▸ **YOUR INSTRUCTIONS**
Please copy the material below word for word, leaving every line unchanged.
:: RAW DATA ::
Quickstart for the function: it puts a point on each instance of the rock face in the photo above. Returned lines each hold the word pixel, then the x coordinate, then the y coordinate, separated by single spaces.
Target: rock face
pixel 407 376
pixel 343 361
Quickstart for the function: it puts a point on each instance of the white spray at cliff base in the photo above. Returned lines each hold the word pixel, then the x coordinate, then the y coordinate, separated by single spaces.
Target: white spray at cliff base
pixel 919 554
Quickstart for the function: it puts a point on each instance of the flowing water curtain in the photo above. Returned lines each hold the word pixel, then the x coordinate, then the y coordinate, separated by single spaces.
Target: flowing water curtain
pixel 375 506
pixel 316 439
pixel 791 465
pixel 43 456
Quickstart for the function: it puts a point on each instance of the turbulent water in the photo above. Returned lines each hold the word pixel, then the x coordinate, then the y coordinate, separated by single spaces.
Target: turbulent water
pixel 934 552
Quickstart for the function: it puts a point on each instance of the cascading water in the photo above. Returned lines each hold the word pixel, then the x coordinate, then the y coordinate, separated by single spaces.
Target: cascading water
:::
▸ **EXERCISE SOLUTION**
Quickstart for the function: it puts a point on each instance of the rock face in the photo above. Returned lines each hold the word pixel, then the x coordinate, then the y coordinate, separated by single spaces.
Target: rock face
pixel 407 376
pixel 343 361
Quickstart for the function: it puts a point on each instance of the white spray at cliff base in the photo above. Returned lines each hold the word pixel, then the x coordinate, then the y coordinate, separated by single spaces.
Target: white spray at cliff base
pixel 919 554
Quickstart for the function: it puts a point on each instance of the flowing water curtain in the photo above. Returned lines each hold the word pixel, then the x coordinate, then the y coordinate, separated by single spaces.
Target: flowing water curtain
pixel 375 506
pixel 316 439
pixel 791 465
pixel 43 456
Quickstart for the function: it puts a point on each instance of the turbulent water in the photo above. Returned lines each hold the word pixel, then the x coordinate, then the y coordinate, separated by single spaces.
Target: turbulent water
pixel 934 552
Quickstart for the function: it puts a point on each instance of the cascading water in the photo above. Returned lines each hold the word pixel, then the x coordinate, then the y coordinate, separated by single spaces.
Target: cascading water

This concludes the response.